Collect every line in the rows below that contains the string "canopy". Treat uppercase and lowercase letters as distinct when matching.

Labeled-object pointing entries:
Start
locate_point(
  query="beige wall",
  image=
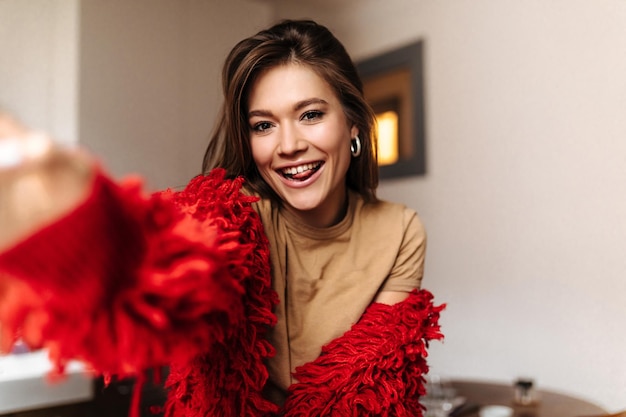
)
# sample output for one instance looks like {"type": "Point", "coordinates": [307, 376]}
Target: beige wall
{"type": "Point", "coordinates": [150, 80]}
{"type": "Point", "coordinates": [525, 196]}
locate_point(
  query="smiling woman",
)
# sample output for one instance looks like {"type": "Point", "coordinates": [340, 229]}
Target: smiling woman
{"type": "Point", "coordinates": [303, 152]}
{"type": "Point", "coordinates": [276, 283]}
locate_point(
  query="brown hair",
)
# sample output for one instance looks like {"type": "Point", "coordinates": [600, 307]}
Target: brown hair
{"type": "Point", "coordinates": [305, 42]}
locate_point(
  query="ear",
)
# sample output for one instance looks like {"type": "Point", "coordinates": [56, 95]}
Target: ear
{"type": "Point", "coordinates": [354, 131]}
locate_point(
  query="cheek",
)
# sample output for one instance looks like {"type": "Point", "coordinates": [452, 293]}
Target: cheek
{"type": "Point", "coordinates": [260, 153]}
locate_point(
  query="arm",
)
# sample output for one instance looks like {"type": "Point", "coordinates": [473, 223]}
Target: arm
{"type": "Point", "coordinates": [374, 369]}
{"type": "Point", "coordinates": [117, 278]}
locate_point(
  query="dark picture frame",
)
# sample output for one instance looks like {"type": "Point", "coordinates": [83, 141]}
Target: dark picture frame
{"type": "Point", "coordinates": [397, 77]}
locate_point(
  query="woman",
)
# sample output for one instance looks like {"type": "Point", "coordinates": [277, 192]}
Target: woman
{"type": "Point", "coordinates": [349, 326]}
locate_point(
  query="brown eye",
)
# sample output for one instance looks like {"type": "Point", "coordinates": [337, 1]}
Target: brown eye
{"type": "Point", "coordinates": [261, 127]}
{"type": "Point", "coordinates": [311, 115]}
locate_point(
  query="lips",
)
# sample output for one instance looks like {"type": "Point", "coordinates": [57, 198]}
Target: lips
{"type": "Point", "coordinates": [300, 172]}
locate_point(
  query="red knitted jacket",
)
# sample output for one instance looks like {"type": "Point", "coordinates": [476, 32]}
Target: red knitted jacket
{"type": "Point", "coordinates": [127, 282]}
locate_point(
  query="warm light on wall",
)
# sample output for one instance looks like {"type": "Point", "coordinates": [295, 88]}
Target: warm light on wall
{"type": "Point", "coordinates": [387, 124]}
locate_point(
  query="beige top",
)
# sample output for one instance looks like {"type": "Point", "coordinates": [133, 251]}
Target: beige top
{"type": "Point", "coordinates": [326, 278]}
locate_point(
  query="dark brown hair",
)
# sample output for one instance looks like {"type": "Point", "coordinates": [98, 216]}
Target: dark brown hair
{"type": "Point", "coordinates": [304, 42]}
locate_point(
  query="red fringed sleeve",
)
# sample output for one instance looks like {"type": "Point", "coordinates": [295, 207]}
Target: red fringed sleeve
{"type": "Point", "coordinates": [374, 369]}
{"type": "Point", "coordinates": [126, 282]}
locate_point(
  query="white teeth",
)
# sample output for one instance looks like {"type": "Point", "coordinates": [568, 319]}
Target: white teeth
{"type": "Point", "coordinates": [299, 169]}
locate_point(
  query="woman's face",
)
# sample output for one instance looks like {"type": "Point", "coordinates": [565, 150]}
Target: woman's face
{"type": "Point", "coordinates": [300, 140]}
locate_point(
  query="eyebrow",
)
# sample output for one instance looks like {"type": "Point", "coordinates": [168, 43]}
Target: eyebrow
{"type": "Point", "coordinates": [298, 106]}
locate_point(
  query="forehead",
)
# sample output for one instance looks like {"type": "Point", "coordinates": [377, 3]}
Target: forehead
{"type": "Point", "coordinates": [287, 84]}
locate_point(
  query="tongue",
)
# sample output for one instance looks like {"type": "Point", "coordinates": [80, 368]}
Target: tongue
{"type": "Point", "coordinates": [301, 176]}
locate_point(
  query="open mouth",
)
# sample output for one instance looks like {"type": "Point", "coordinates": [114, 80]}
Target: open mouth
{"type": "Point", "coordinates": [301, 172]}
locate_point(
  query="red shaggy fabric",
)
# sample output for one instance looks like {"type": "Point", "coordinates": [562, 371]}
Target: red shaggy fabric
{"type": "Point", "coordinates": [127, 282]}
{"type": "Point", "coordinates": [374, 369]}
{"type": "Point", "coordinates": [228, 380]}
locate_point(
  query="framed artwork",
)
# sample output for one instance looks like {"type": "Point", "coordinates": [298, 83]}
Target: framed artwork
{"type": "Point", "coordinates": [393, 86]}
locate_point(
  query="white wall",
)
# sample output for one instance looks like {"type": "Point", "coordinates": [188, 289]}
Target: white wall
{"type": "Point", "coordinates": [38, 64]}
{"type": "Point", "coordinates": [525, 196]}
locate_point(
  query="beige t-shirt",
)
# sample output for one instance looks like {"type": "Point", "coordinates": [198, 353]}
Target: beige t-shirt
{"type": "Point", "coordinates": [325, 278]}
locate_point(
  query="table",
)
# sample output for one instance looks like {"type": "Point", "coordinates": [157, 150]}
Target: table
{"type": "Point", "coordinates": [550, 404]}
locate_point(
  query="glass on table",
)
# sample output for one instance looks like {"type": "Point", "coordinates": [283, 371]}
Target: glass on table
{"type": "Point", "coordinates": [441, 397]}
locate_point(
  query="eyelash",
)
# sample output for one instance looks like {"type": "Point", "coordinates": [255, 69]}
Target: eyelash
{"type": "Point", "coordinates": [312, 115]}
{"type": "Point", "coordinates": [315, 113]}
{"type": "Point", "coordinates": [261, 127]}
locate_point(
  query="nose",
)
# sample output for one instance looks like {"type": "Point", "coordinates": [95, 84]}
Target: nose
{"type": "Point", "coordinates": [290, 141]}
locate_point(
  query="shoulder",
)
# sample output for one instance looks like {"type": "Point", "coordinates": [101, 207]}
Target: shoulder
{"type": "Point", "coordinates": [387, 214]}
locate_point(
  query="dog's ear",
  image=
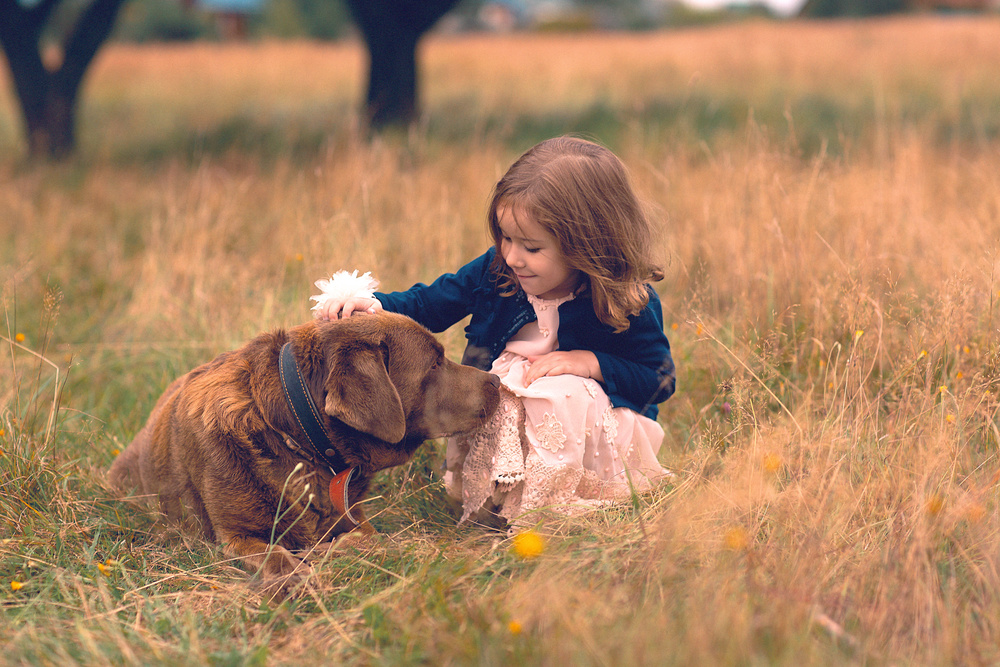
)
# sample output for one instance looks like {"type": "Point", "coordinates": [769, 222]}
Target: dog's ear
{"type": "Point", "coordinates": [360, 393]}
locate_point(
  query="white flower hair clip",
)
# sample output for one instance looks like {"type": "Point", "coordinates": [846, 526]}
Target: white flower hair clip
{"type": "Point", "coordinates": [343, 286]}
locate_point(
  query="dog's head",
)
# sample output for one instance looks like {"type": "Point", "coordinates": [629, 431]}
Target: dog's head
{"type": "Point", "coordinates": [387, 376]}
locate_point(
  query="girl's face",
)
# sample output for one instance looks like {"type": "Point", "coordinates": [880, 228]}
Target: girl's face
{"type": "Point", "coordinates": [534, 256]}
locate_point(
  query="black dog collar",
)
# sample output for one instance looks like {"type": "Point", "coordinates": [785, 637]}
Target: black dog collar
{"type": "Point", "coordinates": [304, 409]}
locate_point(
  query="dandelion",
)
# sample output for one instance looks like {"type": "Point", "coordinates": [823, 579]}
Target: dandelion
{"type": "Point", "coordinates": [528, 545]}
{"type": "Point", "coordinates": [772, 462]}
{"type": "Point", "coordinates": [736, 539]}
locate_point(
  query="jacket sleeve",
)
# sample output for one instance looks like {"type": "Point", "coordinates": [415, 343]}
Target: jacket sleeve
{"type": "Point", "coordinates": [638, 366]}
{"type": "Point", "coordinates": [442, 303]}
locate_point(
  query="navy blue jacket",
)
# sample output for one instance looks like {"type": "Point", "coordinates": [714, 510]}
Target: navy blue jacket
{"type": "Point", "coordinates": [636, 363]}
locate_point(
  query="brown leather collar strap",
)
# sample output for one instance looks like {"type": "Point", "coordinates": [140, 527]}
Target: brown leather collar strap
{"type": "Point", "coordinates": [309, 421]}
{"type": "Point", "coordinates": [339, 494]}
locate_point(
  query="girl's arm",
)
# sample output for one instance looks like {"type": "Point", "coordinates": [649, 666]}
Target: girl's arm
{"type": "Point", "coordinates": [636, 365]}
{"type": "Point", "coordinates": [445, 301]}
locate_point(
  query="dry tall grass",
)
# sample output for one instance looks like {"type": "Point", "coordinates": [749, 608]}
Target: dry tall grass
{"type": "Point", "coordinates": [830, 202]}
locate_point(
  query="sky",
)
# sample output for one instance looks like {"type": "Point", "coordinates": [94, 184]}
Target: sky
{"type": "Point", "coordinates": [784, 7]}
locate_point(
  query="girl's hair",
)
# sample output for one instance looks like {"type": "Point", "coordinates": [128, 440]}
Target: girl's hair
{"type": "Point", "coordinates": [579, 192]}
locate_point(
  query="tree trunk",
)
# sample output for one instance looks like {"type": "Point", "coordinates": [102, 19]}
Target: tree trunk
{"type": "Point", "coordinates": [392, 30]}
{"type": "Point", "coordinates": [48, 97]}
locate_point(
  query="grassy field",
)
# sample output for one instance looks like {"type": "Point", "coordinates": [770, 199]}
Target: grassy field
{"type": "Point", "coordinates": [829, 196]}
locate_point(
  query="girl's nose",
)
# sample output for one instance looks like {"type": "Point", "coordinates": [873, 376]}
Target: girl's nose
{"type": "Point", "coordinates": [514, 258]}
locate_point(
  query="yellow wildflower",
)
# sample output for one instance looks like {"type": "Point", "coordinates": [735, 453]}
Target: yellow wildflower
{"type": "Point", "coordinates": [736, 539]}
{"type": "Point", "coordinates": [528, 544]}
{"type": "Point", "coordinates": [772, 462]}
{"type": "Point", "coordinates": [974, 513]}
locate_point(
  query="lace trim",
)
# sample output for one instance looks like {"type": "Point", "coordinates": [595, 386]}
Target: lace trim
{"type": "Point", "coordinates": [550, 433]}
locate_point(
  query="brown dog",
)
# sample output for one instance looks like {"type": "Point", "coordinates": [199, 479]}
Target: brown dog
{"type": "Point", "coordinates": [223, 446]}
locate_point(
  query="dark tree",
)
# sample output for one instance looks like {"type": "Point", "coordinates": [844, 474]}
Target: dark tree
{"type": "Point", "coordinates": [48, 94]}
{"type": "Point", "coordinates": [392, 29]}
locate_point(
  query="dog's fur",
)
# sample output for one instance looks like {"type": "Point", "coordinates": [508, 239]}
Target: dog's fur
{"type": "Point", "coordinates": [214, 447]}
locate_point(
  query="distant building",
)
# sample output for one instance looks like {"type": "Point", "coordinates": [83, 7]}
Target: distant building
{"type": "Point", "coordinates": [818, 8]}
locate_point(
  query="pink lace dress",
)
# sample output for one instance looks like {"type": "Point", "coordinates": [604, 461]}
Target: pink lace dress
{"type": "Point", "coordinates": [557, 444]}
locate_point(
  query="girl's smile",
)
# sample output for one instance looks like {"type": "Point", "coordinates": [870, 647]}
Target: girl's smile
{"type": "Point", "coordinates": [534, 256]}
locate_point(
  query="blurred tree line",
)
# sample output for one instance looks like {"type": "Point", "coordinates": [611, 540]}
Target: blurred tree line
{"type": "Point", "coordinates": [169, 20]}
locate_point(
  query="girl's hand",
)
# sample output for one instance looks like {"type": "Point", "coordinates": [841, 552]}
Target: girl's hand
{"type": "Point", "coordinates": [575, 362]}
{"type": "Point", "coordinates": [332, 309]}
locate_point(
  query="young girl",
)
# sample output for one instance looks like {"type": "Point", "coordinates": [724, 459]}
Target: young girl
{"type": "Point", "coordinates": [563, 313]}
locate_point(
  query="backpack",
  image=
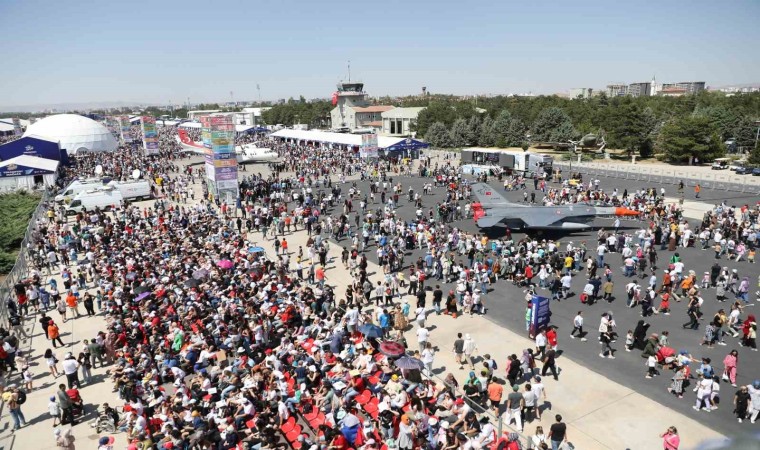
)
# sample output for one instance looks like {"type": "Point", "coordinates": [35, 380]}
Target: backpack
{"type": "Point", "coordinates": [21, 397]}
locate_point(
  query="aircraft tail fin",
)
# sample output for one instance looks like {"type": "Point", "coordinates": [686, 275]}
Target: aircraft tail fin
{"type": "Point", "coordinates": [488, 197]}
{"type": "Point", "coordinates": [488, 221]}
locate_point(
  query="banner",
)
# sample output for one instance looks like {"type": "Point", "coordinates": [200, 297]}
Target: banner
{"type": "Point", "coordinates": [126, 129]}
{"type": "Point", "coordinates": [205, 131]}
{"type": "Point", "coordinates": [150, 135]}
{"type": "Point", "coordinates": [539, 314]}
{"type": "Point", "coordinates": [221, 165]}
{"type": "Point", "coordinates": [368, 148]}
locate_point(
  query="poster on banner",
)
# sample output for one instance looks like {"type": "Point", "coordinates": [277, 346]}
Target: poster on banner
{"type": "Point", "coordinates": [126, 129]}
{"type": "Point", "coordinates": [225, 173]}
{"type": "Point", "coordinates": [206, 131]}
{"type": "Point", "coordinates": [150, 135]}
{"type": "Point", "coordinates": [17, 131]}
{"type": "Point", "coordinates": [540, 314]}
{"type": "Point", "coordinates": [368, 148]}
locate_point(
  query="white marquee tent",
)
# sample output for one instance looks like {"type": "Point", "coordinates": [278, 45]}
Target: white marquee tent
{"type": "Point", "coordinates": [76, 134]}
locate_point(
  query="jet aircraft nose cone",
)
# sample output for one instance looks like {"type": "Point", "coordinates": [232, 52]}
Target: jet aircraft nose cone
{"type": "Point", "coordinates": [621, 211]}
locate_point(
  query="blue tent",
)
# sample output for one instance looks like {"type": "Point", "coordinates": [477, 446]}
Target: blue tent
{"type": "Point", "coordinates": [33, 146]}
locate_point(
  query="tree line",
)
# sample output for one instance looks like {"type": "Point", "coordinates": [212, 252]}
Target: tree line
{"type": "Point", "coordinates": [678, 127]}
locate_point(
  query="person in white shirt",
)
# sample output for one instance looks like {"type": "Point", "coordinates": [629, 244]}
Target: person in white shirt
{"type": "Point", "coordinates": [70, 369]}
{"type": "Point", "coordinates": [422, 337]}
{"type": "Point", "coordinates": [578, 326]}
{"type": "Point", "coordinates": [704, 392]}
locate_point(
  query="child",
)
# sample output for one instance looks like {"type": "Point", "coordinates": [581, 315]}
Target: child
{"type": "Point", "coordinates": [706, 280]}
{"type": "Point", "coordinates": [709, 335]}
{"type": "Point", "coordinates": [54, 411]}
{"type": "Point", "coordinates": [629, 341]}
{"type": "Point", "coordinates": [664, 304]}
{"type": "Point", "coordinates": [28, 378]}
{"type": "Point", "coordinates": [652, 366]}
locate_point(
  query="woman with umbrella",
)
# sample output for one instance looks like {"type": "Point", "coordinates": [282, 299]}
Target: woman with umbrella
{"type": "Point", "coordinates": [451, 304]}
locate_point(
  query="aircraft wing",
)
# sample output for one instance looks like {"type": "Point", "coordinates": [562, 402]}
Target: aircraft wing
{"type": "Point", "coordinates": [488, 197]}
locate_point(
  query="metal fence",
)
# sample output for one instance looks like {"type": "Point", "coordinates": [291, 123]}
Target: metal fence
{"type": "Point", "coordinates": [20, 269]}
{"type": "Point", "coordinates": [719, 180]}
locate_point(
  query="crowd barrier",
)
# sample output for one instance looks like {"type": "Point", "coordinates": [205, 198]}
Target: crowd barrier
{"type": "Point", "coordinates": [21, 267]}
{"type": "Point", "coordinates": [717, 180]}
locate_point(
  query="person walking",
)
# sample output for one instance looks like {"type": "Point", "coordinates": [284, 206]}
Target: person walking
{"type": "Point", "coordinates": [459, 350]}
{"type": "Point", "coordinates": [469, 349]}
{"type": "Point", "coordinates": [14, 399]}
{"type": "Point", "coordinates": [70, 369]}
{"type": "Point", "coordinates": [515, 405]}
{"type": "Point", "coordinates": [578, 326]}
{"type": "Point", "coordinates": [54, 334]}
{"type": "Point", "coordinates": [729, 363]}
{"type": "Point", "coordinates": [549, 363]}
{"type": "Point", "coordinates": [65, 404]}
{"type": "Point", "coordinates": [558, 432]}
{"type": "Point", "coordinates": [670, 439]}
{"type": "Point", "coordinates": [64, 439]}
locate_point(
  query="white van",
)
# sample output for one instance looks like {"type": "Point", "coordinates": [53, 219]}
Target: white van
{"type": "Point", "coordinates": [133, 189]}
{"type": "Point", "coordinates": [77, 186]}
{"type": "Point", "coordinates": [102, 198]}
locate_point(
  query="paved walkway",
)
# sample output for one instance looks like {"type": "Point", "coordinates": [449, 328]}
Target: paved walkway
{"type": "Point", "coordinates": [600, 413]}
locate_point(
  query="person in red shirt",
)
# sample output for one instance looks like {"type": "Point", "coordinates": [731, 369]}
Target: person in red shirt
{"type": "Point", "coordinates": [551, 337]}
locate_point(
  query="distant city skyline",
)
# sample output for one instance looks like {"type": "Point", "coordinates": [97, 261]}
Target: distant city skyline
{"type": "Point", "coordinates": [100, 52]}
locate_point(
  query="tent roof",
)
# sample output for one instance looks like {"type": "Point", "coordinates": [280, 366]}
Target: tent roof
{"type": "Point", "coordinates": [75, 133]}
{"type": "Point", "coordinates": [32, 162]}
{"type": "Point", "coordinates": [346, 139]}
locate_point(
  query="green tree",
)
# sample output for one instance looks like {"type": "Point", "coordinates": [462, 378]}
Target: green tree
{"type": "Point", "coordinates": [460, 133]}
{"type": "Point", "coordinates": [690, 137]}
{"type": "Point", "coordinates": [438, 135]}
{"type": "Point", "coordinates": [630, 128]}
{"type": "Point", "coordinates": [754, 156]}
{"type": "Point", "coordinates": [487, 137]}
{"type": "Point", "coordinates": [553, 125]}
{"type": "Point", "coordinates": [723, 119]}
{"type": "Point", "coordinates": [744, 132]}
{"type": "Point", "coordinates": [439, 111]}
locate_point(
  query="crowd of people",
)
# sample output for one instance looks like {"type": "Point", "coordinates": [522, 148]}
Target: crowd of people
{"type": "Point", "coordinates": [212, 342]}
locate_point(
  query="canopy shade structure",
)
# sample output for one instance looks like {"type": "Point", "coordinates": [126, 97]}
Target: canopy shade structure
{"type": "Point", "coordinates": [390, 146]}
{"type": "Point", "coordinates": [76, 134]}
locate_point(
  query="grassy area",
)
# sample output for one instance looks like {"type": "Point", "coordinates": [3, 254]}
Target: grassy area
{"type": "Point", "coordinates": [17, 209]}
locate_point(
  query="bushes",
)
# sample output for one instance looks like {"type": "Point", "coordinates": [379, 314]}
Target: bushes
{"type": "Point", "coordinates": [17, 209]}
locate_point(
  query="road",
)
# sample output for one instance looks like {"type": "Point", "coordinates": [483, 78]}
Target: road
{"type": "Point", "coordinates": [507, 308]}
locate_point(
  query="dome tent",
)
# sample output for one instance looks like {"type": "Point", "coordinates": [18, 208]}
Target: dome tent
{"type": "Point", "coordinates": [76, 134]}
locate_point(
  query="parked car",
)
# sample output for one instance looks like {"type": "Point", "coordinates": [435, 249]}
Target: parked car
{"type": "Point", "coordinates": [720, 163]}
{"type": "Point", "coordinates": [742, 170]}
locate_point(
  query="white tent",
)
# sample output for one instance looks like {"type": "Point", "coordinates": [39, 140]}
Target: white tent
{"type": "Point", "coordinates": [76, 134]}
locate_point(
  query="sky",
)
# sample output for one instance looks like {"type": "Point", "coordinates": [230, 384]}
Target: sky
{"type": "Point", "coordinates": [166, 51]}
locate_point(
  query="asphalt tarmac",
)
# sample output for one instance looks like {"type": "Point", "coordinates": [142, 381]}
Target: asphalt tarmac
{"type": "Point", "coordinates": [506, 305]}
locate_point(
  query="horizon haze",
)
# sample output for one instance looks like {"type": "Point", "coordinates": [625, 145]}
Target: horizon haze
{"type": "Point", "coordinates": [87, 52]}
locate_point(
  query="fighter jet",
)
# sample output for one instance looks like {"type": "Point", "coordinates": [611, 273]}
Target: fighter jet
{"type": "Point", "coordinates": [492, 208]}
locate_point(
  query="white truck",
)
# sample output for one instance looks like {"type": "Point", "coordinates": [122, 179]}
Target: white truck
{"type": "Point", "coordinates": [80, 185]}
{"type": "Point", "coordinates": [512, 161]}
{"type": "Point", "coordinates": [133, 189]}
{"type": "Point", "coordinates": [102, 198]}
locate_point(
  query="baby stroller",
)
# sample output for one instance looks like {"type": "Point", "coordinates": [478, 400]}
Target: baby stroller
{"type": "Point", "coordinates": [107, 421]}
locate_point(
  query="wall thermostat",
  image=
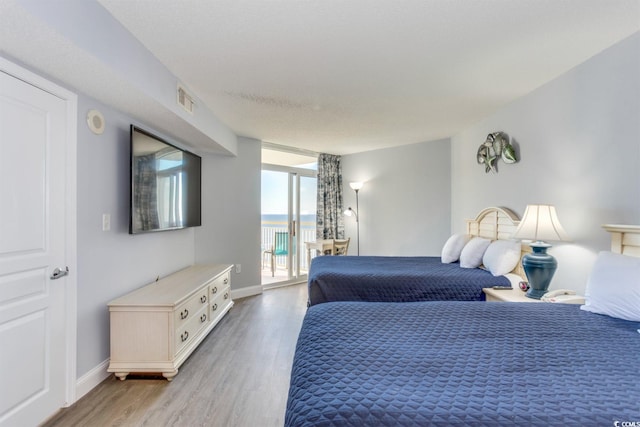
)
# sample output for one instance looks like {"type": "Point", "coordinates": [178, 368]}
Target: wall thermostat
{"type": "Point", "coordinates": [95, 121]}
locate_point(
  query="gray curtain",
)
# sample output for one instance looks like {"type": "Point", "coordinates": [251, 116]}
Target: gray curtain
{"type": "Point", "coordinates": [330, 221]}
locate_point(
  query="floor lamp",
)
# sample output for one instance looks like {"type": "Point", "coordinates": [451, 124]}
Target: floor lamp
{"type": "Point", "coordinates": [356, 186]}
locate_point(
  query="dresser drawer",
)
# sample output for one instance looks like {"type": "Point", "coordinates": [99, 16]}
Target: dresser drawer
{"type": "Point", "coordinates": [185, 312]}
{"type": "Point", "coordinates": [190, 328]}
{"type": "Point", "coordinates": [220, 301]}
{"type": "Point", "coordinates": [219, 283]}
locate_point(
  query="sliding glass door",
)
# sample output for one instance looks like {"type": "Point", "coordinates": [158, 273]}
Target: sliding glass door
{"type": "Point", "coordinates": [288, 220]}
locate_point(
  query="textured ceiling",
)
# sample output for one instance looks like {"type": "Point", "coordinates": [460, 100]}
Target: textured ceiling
End
# Output:
  query="canopy shade structure",
Target: canopy shade structure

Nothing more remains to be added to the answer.